### [Exercise brief]
Find the lines below holding the word "green" and copy each of them.

┏━━

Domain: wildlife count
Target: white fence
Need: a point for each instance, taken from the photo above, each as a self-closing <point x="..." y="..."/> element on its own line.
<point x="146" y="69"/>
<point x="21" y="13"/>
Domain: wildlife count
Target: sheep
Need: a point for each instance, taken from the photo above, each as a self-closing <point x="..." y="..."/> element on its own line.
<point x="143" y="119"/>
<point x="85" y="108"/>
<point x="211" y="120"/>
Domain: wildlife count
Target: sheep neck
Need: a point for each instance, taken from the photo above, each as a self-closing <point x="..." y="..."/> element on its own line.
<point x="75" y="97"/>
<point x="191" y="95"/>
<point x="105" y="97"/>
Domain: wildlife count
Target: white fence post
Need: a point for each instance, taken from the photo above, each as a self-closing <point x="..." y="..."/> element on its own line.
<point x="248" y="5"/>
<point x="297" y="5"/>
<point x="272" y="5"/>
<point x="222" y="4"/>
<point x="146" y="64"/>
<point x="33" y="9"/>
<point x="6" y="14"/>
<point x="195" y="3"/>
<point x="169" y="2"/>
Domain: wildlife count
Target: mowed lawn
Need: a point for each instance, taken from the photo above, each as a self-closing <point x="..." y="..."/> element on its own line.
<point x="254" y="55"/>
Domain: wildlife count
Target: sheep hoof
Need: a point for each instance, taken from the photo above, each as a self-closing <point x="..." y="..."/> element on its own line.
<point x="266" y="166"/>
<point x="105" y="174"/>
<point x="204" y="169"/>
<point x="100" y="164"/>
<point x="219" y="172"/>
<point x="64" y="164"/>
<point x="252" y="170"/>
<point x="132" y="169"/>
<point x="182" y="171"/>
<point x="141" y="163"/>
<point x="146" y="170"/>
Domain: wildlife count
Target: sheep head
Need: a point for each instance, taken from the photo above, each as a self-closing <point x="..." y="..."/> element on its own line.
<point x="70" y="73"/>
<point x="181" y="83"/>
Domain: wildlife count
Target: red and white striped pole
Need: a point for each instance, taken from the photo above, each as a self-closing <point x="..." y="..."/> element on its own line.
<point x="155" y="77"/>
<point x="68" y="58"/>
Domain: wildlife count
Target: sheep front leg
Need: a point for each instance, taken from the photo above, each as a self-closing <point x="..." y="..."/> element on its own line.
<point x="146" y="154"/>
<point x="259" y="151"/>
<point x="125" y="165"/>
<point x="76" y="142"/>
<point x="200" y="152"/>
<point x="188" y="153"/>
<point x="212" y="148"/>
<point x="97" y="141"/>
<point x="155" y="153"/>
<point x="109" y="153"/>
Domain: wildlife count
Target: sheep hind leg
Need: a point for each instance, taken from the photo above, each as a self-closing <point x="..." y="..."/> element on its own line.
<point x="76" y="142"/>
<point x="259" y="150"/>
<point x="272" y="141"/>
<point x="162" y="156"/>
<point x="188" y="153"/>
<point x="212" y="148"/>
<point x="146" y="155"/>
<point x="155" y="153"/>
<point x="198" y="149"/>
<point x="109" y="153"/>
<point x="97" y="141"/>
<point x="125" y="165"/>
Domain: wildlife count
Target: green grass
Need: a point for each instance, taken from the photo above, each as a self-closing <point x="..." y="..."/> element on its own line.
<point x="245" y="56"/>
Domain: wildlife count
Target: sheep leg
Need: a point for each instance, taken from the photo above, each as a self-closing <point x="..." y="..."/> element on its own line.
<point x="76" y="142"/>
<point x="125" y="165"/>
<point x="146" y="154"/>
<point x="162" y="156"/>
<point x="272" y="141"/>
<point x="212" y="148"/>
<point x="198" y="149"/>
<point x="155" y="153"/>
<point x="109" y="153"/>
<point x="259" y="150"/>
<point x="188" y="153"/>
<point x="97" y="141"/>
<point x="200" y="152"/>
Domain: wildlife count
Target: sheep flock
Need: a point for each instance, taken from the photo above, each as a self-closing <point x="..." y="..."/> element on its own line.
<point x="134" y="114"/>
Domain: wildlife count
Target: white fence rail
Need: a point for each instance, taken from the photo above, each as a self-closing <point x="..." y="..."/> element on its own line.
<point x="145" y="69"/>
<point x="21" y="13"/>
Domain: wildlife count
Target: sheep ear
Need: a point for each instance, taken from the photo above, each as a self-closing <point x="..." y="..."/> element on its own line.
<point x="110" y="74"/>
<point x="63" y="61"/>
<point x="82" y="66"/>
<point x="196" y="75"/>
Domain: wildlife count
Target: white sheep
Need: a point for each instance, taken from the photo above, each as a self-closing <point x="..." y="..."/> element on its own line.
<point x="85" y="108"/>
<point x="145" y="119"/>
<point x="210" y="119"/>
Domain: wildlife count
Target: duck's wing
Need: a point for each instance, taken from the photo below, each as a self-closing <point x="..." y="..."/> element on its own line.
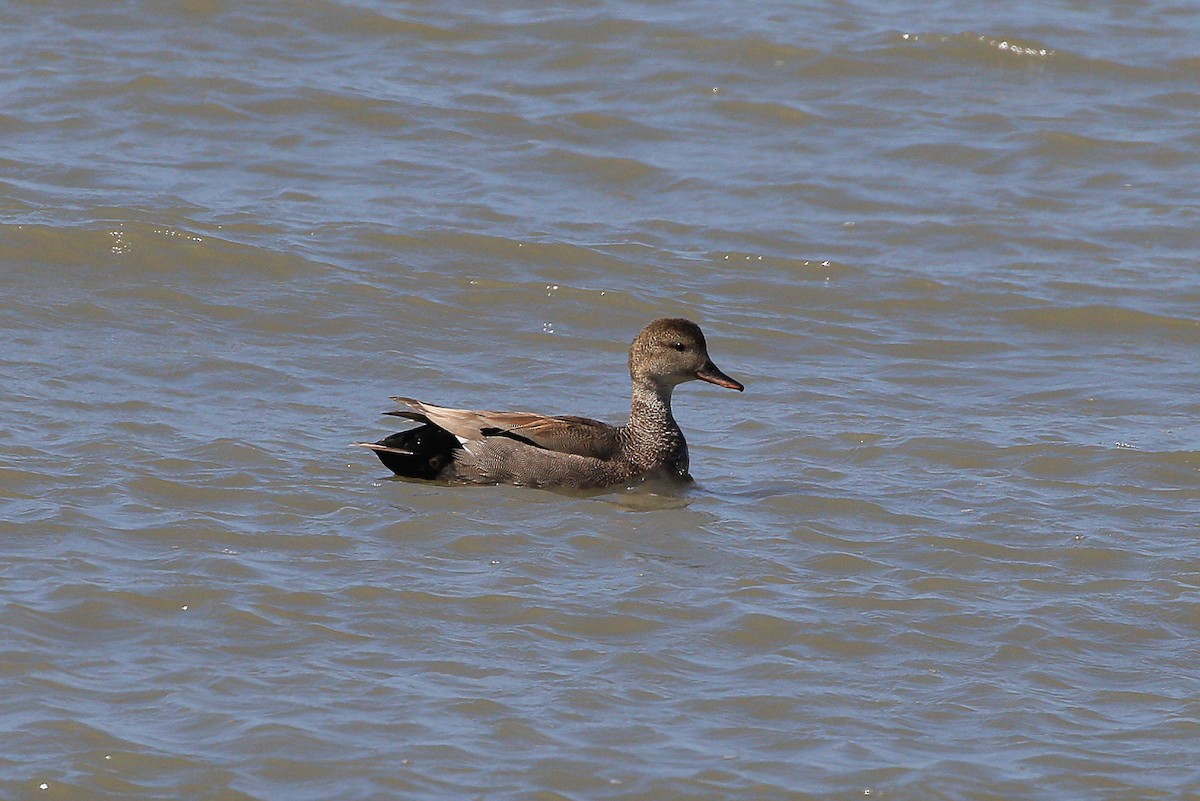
<point x="568" y="434"/>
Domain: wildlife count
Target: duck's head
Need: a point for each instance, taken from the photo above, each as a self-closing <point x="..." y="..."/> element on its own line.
<point x="672" y="350"/>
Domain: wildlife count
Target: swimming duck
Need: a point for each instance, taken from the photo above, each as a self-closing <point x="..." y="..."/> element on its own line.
<point x="531" y="450"/>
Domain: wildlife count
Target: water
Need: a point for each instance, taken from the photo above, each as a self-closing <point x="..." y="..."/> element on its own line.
<point x="943" y="547"/>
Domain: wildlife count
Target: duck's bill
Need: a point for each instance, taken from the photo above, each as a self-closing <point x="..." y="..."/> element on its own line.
<point x="713" y="375"/>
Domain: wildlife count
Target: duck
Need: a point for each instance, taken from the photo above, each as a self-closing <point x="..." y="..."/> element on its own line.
<point x="525" y="449"/>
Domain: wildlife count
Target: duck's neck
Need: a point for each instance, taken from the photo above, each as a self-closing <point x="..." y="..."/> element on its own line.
<point x="652" y="431"/>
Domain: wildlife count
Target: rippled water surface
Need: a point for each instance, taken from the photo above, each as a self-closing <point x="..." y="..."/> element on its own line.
<point x="943" y="547"/>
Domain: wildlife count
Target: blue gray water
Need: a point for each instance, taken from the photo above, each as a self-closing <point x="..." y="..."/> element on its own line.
<point x="943" y="547"/>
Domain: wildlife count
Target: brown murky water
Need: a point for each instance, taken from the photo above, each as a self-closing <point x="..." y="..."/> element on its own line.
<point x="943" y="547"/>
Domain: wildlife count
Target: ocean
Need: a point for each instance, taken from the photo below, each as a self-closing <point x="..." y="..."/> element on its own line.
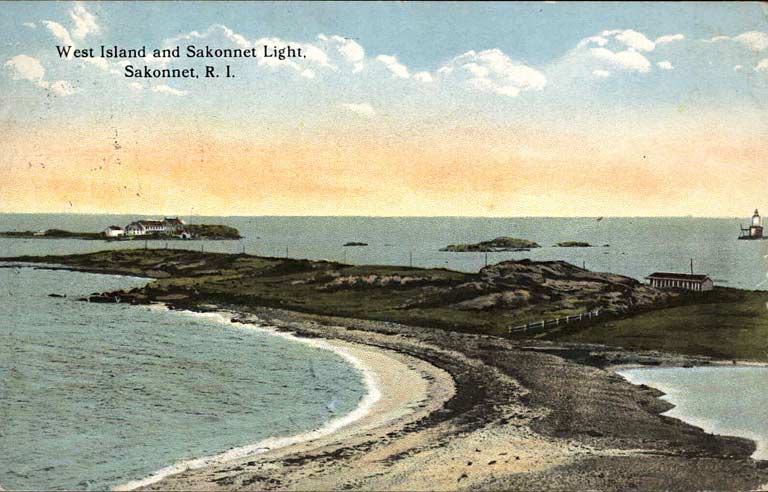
<point x="721" y="400"/>
<point x="93" y="395"/>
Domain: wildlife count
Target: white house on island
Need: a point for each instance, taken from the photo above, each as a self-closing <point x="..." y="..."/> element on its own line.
<point x="114" y="231"/>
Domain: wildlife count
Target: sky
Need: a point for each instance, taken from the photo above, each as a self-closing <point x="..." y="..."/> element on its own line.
<point x="397" y="109"/>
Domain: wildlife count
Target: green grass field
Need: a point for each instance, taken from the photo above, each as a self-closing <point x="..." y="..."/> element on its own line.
<point x="726" y="323"/>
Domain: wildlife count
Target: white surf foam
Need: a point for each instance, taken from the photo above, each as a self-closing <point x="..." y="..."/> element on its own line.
<point x="372" y="396"/>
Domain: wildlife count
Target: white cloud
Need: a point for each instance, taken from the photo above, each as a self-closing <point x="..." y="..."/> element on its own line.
<point x="630" y="38"/>
<point x="669" y="38"/>
<point x="754" y="40"/>
<point x="425" y="77"/>
<point x="59" y="32"/>
<point x="23" y="67"/>
<point x="397" y="69"/>
<point x="349" y="49"/>
<point x="633" y="39"/>
<point x="85" y="22"/>
<point x="364" y="109"/>
<point x="626" y="60"/>
<point x="493" y="71"/>
<point x="63" y="88"/>
<point x="164" y="89"/>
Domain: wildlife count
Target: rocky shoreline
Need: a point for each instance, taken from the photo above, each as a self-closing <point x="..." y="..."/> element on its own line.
<point x="525" y="416"/>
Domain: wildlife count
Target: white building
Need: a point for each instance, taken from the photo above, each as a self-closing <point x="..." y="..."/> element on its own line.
<point x="114" y="231"/>
<point x="169" y="226"/>
<point x="663" y="280"/>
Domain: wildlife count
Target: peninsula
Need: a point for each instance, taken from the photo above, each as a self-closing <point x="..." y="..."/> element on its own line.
<point x="168" y="229"/>
<point x="499" y="244"/>
<point x="527" y="413"/>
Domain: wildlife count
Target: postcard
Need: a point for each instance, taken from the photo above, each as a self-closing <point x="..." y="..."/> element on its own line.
<point x="390" y="246"/>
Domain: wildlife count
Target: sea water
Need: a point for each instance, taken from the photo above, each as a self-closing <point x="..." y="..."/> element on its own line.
<point x="721" y="400"/>
<point x="96" y="395"/>
<point x="632" y="246"/>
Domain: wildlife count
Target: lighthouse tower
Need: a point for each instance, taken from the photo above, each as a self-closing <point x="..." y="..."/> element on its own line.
<point x="756" y="228"/>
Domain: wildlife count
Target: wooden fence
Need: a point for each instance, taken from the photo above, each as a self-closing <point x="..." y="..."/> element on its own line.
<point x="543" y="324"/>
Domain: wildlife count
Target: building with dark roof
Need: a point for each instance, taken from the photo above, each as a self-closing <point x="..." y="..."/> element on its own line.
<point x="665" y="280"/>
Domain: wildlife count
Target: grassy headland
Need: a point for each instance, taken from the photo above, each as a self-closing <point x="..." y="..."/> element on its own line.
<point x="490" y="301"/>
<point x="724" y="323"/>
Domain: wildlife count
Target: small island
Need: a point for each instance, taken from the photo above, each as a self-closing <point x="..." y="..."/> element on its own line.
<point x="166" y="229"/>
<point x="503" y="243"/>
<point x="572" y="244"/>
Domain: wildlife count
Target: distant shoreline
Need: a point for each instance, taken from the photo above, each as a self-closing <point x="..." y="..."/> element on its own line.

┗━━

### [Answer space]
Target: green grass
Target: green grass field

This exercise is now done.